== EXTRACTED TEXT
Her high school teacher’s somewhat unorthodox way of teaching physics first got her thinking about physics as a career. Instead of focusing on inclined planes or free-falling balls, he delved into the refraction and reflection of light.
“He actually went into the optics part of physics,” Martinez-Miranda said. “I think that…optics, which is more visual and more associated with physical phenomena…made it more attractive to me.”
When she went to college she combined her parents’ love of chemistry with her own love of physics. At the University of Puerto Rico she majored in physics and minored in chemistry, which turned out to be a prescient decision. By her sophomore year she knew she wanted to explore the experimental side of physics.
In addition, Martinez-Miranda always had an eye for the artistic, or rather an ear. As an undergraduate, she also studied piano and graduated with a bachelor’s of music from the Conservatorio de Música in Puerto Rico.
Once she finished her master’s in physics, also at the University of Puerto Rico, she left for the Massachusetts Institute of Technology for her PhD. Upon arriving, she found a number of researchers there working with liquid crystals. Again, her artistic side came out: she was taken by the intricate beauty of liquid crystals she saw under a microscope.
“Liquid crystals are very interesting materials,” Martinez-Miranda said. “If you look at them in a microscope, they’re visually very attractive.”
The more she worked with the crystals, the more her background in experimental physics and chemistry came in handy. “I think that the field of liquid crystals requires [this combination] more than many other fields,” Martinez-Miranda said.
After receiving her doctorate, she left for the West Coast to do her postdoc work at the University of California, Berkeley. “At MIT I was working on just the basics of liquid crystals,” Martinez-Miranda said. “At Berkeley they were looking at it from the point of view of how liquid crystals interact with a surface….I went from being very basic to applications.”
She then spent a year as a visiting professor at Kent State University at their liquid crystal center. While there, her research interests started to evolve. She started working on thin films as well and when she took a position at the University of Maryland, she expanded further into work on nanoparticles. “Studying nanoparticles is in a way very similar to doing a thin film study,” she said.
====
--- WORK REQUIRED ---
Continue the profile of Martinez-Miranda's path into physics and liquid crystal research from its last sentence.
== GIVEN INFORMATION
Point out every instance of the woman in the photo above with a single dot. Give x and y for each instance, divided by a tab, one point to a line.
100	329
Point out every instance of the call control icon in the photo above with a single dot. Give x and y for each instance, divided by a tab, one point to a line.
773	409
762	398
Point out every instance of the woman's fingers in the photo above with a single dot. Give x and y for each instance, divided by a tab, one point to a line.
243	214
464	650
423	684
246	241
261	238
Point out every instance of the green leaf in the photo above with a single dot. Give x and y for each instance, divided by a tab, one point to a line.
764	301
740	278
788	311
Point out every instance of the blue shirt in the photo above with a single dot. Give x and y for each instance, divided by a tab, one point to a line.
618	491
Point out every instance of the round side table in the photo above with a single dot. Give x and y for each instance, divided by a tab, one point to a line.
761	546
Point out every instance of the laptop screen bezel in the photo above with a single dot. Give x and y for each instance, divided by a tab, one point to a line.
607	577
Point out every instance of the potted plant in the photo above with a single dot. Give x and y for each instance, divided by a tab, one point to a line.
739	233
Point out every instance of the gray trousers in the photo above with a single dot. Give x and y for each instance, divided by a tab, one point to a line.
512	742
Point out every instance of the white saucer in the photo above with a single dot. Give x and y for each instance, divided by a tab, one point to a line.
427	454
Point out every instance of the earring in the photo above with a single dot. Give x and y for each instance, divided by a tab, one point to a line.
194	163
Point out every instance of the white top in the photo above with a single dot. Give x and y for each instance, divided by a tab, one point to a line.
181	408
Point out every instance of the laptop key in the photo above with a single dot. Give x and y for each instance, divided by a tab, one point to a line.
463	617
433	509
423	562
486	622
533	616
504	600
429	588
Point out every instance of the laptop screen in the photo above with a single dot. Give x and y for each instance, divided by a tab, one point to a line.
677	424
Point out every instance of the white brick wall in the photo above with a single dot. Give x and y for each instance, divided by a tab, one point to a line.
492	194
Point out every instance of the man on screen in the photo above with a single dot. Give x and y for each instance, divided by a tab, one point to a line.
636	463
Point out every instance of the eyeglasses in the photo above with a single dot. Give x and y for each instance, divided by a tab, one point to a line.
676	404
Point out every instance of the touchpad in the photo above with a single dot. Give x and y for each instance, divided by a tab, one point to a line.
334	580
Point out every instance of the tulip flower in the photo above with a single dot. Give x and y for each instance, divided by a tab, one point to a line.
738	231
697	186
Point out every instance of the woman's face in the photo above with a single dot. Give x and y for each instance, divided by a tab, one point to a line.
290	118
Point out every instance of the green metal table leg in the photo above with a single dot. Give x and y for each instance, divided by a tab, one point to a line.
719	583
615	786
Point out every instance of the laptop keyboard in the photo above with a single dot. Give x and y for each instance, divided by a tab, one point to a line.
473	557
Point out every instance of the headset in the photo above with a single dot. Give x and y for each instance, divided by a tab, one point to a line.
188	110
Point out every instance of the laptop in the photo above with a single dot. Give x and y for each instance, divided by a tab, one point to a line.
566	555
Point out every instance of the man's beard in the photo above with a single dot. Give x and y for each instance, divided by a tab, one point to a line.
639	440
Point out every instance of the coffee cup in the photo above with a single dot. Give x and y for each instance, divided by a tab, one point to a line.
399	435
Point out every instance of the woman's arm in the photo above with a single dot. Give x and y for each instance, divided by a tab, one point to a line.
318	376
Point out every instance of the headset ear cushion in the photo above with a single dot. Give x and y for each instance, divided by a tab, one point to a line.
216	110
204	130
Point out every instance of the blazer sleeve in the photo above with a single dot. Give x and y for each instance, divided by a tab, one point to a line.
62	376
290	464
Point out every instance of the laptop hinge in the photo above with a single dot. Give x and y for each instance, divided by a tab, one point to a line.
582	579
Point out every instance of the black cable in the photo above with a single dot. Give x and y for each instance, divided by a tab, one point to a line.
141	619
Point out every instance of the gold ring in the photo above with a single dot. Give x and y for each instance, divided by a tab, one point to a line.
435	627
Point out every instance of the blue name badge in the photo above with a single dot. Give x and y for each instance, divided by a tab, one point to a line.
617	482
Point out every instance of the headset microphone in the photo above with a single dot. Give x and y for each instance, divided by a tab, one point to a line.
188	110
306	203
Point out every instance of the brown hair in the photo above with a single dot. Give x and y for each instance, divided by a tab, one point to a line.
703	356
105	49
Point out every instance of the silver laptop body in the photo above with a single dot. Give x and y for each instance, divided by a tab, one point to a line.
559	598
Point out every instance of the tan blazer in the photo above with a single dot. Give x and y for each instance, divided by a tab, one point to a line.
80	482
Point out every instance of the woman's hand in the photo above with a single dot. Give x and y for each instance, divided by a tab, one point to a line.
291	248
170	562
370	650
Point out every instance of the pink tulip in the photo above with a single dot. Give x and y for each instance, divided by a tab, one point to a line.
====
== GIVEN INFORMATION
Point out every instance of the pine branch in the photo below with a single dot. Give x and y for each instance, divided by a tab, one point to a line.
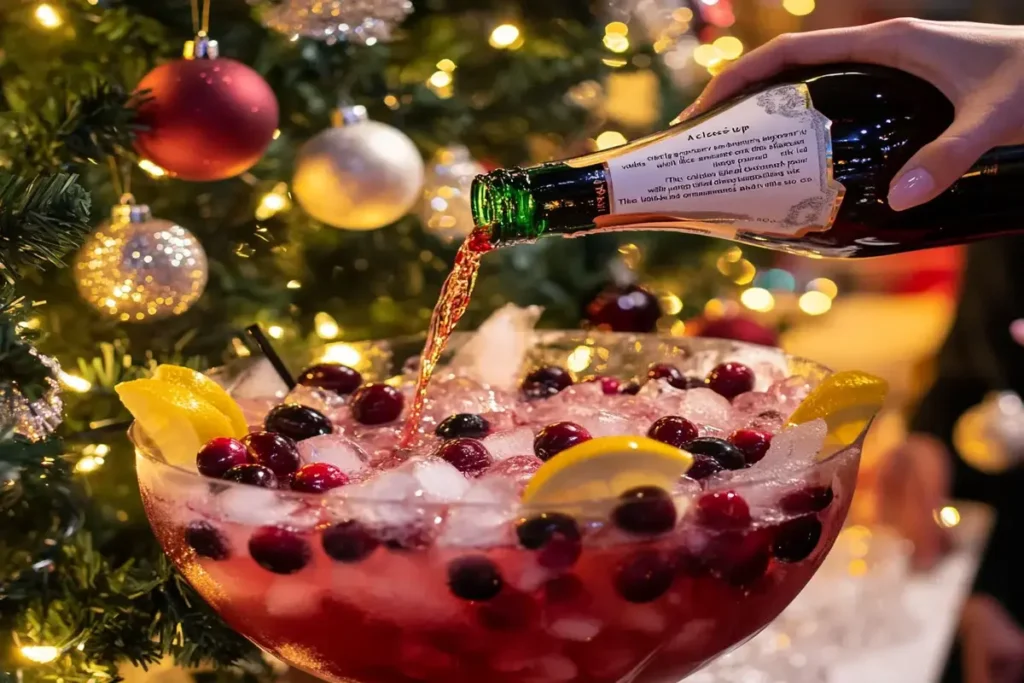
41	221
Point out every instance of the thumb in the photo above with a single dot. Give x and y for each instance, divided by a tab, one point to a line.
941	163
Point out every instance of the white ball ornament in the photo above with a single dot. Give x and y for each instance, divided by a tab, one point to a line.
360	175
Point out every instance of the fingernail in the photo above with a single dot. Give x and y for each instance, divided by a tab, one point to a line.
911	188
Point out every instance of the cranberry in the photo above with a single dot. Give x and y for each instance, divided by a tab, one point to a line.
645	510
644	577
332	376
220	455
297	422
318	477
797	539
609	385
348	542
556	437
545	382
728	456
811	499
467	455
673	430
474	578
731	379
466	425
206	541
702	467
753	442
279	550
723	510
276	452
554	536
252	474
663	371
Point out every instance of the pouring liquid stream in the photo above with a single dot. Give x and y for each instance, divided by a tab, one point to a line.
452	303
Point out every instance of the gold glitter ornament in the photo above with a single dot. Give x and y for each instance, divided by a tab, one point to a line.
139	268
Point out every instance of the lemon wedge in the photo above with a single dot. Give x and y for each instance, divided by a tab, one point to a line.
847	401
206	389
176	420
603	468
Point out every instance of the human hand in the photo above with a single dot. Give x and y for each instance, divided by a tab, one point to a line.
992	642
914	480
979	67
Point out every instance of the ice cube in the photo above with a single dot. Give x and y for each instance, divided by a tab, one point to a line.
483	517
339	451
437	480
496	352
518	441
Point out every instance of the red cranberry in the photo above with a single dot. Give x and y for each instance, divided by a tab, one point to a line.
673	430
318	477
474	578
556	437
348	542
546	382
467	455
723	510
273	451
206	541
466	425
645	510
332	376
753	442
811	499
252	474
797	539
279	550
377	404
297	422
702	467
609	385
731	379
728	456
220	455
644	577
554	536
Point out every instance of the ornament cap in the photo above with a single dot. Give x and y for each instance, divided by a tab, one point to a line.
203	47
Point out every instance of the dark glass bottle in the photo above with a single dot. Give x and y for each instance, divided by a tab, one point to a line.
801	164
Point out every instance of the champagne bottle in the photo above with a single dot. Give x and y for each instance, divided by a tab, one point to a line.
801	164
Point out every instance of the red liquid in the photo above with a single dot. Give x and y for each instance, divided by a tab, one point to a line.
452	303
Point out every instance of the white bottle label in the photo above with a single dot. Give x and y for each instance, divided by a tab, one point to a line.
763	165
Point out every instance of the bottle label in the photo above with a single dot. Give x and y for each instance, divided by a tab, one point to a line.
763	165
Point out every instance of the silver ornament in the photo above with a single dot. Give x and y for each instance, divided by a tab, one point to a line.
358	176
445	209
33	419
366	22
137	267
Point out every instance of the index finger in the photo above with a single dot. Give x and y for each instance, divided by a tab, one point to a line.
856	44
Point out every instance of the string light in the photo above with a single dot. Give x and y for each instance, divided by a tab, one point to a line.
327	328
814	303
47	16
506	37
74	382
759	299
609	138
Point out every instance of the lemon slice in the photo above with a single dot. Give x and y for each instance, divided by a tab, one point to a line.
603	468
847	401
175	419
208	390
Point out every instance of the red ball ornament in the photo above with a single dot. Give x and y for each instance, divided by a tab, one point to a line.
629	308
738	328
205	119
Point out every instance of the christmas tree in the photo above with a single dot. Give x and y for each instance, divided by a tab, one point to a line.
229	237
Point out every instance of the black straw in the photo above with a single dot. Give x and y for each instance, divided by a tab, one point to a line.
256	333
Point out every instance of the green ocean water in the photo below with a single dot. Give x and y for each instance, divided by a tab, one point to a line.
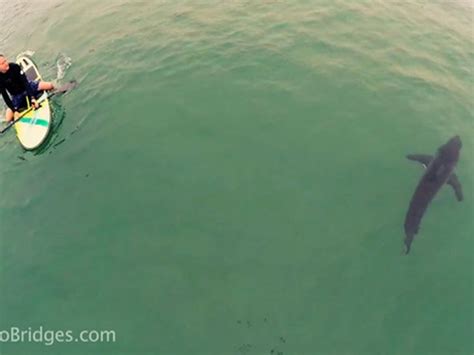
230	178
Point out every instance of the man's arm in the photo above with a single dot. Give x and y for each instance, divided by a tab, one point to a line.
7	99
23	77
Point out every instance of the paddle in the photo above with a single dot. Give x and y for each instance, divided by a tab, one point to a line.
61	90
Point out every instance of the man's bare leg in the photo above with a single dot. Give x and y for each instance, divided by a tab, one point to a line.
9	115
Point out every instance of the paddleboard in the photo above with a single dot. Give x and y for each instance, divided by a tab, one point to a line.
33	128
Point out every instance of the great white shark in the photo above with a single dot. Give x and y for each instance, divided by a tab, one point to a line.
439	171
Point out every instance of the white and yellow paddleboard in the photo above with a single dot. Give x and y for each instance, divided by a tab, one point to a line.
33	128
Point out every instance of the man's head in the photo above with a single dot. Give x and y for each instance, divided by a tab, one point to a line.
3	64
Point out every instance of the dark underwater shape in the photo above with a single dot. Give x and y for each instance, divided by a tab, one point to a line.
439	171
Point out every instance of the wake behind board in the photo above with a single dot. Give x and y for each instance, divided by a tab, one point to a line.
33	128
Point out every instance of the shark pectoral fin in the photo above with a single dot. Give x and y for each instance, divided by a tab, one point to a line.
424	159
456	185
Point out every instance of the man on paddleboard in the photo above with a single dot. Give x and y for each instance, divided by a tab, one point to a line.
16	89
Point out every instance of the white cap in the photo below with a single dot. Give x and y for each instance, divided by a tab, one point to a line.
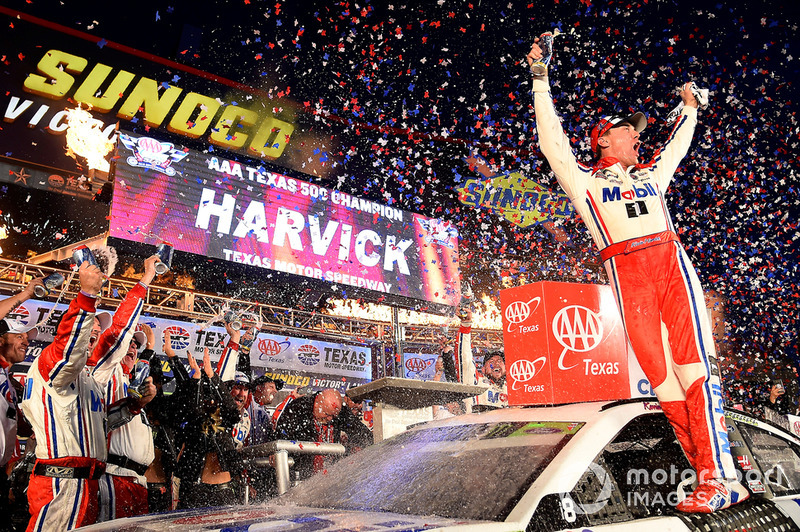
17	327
====
== GIVEN INFORMATION
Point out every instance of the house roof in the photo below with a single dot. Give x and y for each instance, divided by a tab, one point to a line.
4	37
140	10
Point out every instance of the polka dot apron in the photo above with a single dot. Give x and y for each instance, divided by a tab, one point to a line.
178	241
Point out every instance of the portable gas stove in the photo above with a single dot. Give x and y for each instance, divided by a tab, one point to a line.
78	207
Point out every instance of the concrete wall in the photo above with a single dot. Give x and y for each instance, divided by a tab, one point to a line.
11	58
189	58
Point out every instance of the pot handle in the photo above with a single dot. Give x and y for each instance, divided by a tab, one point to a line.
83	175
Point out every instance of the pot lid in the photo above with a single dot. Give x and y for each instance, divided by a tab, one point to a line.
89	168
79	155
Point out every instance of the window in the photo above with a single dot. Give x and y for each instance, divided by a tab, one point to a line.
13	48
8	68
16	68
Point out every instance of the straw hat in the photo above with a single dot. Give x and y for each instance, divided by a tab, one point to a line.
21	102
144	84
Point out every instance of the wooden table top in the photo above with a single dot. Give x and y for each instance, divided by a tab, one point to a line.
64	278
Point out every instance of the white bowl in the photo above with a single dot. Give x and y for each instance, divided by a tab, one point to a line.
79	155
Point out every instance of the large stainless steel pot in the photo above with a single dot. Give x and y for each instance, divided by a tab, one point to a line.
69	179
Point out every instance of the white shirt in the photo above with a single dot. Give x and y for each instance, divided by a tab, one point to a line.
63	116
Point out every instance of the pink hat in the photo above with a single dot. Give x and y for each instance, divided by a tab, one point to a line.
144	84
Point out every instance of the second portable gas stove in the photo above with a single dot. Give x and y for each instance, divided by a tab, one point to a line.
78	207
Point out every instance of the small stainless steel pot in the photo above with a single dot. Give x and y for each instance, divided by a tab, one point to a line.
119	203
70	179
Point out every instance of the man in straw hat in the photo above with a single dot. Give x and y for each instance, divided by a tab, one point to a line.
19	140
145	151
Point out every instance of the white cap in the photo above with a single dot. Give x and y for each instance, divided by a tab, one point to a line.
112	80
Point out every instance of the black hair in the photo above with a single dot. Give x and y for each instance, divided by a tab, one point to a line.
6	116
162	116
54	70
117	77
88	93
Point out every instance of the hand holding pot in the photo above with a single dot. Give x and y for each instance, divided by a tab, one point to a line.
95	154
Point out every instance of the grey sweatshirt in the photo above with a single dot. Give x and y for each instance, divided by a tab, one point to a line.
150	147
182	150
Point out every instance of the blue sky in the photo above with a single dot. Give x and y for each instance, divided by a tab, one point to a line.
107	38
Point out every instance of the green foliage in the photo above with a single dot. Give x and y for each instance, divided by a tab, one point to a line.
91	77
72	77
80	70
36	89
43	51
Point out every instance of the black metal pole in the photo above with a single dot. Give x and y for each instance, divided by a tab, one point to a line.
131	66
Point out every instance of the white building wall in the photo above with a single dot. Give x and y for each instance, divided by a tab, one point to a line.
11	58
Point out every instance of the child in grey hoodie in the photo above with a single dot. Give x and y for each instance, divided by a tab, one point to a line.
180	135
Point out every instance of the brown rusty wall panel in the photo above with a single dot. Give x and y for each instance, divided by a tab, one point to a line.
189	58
====
--- WRITTEN ANSWER ---
In the process, she moved back toward basic research and away from finding immediate practical applications. “I am way [over] on the fundamental side,” Martinez-Miranda said. “I’m interested in finding out how nanoparticles and films interact and how can you modify the interaction.”
Her work on the interaction of liquid crystals and nanoparticles is helping to lay the groundwork for future generations of electronics and medicine. “It has applications not only in biophysics, but also in photovoltaics and many other fields,” Martinez-Miranda said. One potential route is to use these materials in display devices.
She said that she’s also excited about a new collaboration with a chemist in Chile, which pulled Martinez-Miranda toward another new direction. Up to this point, all of the materials she’s worked with have been monomeric, but now she’ll start exploring the potential applications of polymer liquid crystals. She said she expects that the mechanical properties of polymers could lead to entirely new applications.
She is also excited about the chance to travel to different universities and share her research as part of the Bouchet lectureship. She has already put together a list of schools she hopes to visit, many of which have large Hispanic populations. In addition she is also planning to lecture at the upcoming meeting for the Society for Advancement of Chicanos and Native Americans in Science (SACNAS).
“The APS meetings are described as general meetings, but they are specific to [physics],” Martinez-Miranda said. “The nice thing about the SACNAS meeting is you get all of [the sciences].”